**Excerpted passage:**
====

Bottom line is, you get a fun, reasonably practical vehicle, with classic looks yet reasonable performance. It is not a job for the beginner though, and if you don't have a tame machinist, forget it.

At time of writing, I've had my outfit on the road for 3 days, and I love it. It handles well, and the engine has the perfect amount of power. I've not just thrown an engine in, I have reworked pretty much every part of the bike.

Over the next few entries, I shall describe how I did it. It won't be a definitive guide to bastardising all Russian bikes, but it will be as detailed as I can remember for this particular mix of parts. Some of it will be useful even if you're not doing a swap.
There are a lot of myths, contradictions, and the odd bit of utter rubbish out there. I'd like to pretend I could clear it up, but I'll only end up adding to the confusion I'm sure.

The rebuilt bike as it is now.

Sunday, 8 March 2015

Quick Kwak update

Just realised I've not posted owt about the KH's pistons for a while.

After a lot of help and advice from the KH register triples board (thanks all), I still had no real idea what happened. So I bought another set of cruzin image pistons, and this time made sure every single clearance was right-not just ring end gap, but side gap and piston/bore clearance. Put a drop of oil in the petrol too for protection while the oil pump primed on start up.

So far, it has done 30 miles very happily. I'm still not entirely sure what happened, my best guess is I over revved it maybe? Anyway, it would appear cruzin image pistons are OK, which is a relief for the economy minded.

Next up, assembling a BMW boxer...

Monday, 20 October 2014

Piston disaster

Here is a run down on my problems with a set of cruzin image pistons for a KH400, 1mm o/size.
I'd done a fair bit of asking round, and having heard no comments worse than "They're basic but do the job", decided to buy them. Being as I'm using a set of barrels on max oversize, which has had some use but no serious wear, I didn't really see the point in getting top of the range wossners.

On assembly, everything was meticulously clean and well oiled. I checked the ring end gaps in the bore, and they felt to be a good, free fit in the grooves. For some reason I don't think I checked the actual groove clearance though. Still, on assembly they fitted fine, and showed no sign whatsoever of sticking. In fact, I had to take two barrels off to double check something, and the rings sprung out as soon as they came out the bore, as they should do. Obviously the ring gaps were matched with the pegs too. The rings were fitted the right way up, and in the right grooves.

The bike was kicked over several times as I fitted the carbs and exhausts, all the time it felt free, smooth and with excellent compression.

When assembled, I started the bike and ran it for about 40 seconds-1 minute, just to get a bit of heat in it and start priming the pump. Again, it felt and sounded fine.

I returned to it about 10 minutes later, and tried the kickstart again. It was immediately obvious that a lot of compression had gone, and it felt just a tiny bit gritty. Taking the head off revealed the internals to be covered in an oily grey liquid, which when checked with a magnet proved to have iron filings in. It has a very fine grittiness to it, more like toothpaste or chrome cleaner than grinding paste. Taking the barrels off revealed that all 3 sets of rings are now jammed solid in the grooves, and the crank cases have a little of the grey sludge coating the internals.

====

**Problem 1:**
Answer these questions from the motorcycle blog excerpt, one line each:
(a) How many days had the writer's outfit been on the road at the time of writing?
(b) How many miles had the KH done after the second set of pistons went in?
(c) What did a magnet check show was in the oily grey liquid?
**Problem 2:** Pick up the motorcycle blog excerpt after its last sentence and carry it on in the same voice.

====

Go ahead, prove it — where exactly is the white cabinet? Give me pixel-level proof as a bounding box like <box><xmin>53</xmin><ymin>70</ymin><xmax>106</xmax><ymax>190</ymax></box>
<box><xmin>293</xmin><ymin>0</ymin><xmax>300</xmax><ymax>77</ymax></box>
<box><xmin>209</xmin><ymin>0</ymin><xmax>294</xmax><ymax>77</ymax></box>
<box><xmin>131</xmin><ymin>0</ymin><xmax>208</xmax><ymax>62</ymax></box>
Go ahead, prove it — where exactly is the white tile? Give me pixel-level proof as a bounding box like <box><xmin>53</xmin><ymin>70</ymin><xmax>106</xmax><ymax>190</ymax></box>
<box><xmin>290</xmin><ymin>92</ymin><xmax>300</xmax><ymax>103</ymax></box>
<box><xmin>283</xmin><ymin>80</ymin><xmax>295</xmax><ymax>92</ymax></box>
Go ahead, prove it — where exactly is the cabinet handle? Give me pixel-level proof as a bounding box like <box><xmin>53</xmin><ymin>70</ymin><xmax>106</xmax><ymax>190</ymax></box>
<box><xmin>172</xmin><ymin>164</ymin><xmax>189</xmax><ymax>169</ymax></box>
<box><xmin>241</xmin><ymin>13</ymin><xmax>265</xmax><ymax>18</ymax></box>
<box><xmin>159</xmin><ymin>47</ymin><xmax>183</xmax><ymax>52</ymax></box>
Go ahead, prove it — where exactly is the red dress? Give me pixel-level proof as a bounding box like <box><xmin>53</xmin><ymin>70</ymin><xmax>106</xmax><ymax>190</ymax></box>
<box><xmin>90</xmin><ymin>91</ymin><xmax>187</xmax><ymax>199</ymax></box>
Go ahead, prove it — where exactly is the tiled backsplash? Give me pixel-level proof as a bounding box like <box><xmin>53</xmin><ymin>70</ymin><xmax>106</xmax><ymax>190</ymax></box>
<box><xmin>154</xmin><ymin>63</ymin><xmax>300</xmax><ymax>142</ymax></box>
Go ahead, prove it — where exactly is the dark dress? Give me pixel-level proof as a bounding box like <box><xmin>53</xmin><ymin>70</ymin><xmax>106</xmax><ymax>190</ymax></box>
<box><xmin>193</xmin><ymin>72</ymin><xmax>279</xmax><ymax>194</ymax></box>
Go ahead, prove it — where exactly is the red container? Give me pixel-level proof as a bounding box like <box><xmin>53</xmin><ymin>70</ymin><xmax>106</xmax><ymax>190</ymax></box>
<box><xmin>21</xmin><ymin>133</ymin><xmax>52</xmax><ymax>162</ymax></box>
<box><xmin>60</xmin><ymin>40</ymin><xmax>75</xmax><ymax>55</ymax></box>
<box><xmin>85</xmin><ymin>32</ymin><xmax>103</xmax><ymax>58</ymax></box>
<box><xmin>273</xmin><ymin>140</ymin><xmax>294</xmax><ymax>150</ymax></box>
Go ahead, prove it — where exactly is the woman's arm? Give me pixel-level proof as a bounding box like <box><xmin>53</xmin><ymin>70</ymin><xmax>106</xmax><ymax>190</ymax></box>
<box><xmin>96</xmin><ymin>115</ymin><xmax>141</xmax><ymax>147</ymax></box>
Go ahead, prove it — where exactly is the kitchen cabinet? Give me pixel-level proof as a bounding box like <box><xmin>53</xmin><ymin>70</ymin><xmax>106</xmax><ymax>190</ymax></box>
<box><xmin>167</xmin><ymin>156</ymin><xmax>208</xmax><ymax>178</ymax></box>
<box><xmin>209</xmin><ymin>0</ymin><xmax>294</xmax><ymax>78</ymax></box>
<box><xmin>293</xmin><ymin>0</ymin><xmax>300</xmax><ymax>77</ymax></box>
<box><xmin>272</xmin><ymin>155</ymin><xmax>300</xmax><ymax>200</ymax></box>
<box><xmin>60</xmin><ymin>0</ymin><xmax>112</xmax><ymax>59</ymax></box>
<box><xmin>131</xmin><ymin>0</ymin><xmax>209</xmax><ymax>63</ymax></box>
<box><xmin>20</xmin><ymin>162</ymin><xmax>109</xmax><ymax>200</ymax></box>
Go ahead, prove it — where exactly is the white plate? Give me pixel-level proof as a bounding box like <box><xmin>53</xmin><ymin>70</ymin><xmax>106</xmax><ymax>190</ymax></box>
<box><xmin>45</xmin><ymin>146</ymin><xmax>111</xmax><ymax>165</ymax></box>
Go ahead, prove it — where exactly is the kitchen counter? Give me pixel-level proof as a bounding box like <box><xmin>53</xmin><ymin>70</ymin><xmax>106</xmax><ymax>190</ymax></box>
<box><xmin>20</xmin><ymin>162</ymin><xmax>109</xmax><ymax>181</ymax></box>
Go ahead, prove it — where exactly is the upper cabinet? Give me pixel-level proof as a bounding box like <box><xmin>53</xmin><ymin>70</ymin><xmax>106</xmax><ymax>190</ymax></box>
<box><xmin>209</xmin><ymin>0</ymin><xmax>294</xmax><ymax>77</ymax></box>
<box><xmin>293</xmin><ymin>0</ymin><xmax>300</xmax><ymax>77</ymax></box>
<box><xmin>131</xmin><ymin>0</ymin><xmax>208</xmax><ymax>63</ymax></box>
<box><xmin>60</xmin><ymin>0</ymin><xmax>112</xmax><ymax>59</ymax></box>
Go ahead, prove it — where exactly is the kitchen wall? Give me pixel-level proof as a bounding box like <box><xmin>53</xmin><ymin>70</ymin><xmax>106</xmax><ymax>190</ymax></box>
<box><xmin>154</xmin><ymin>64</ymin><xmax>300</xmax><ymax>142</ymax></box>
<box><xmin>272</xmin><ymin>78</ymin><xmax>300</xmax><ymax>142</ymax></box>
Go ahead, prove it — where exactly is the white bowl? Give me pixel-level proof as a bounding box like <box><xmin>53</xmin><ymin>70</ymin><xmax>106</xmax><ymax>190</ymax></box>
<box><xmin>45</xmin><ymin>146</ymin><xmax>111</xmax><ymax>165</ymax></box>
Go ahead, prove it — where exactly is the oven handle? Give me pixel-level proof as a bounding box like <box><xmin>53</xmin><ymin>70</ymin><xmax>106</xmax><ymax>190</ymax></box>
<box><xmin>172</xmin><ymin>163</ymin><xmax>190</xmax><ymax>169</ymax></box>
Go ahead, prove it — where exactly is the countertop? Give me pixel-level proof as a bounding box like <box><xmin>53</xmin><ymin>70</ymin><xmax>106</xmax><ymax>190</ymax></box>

====

**Answer 1:**
(a) 3 days
(b) 30 miles
(c) Iron filings

**Answer 2:**
I've not been able to remove the pistons yet, they will need warming with a heat gun and I'd like to let the petrol fumes evaporate first. The pistons are scored fairly deeply, the barrels are too but I think a hone with emery should just about reclaim them. When I get the pistons off I can see if it got into the bearings, and also try and see why the rings are now stuck.

Below are some photos

I'm hoping I'll be able to rinse out the cases with plenty of carb cleaner, without having to do a full strip. If that is OK, I'll get the barrels honed, cleaned and new pistons in. Other than that, I'm pretty fed up. Still, pistons aside, the 250 to 400 conversion seems to work pretty well.

Thursday, 28 August 2014

Improved boyer fitting for small kawasaki triples

As part of my KH2bitsa engine rebuild, I bought a boyer. I subsequently discovered they have a dodgy reputation in the club for being a bit wank, but having got the thing I thought I'd persevere.
The main thing I can see wrong is the awful crimped connectors on an otherwise fairly pricey bit of kit, and the use of the original, 35+ year old wiring loom. Talking to a mate who races a triumph trident running a boyer, he said that they don't do well with bad connections. In addition, I'm convinced that part of the reason the bike constantly fouled the LH plug was the crappy, corroded connectors.
To solve that, I've made my own wiring loom for the ignition. I'll doubtless rewire the whole bike eventually, so this is a handy start. Here is a step by step guide how, including all wire lengths and additional info if you want to keep points, but rewire the ignition anyway. All connectors are crimped the soldered on, which prevents corrosion getting in the joint and gives much better conduction. Obviously I should warn you that you do this at your own risk, etc etc. Also I've not actually ran it at time of writing, so let me know if you spot any major clangers! (edit-done 70 miles now, seems fine)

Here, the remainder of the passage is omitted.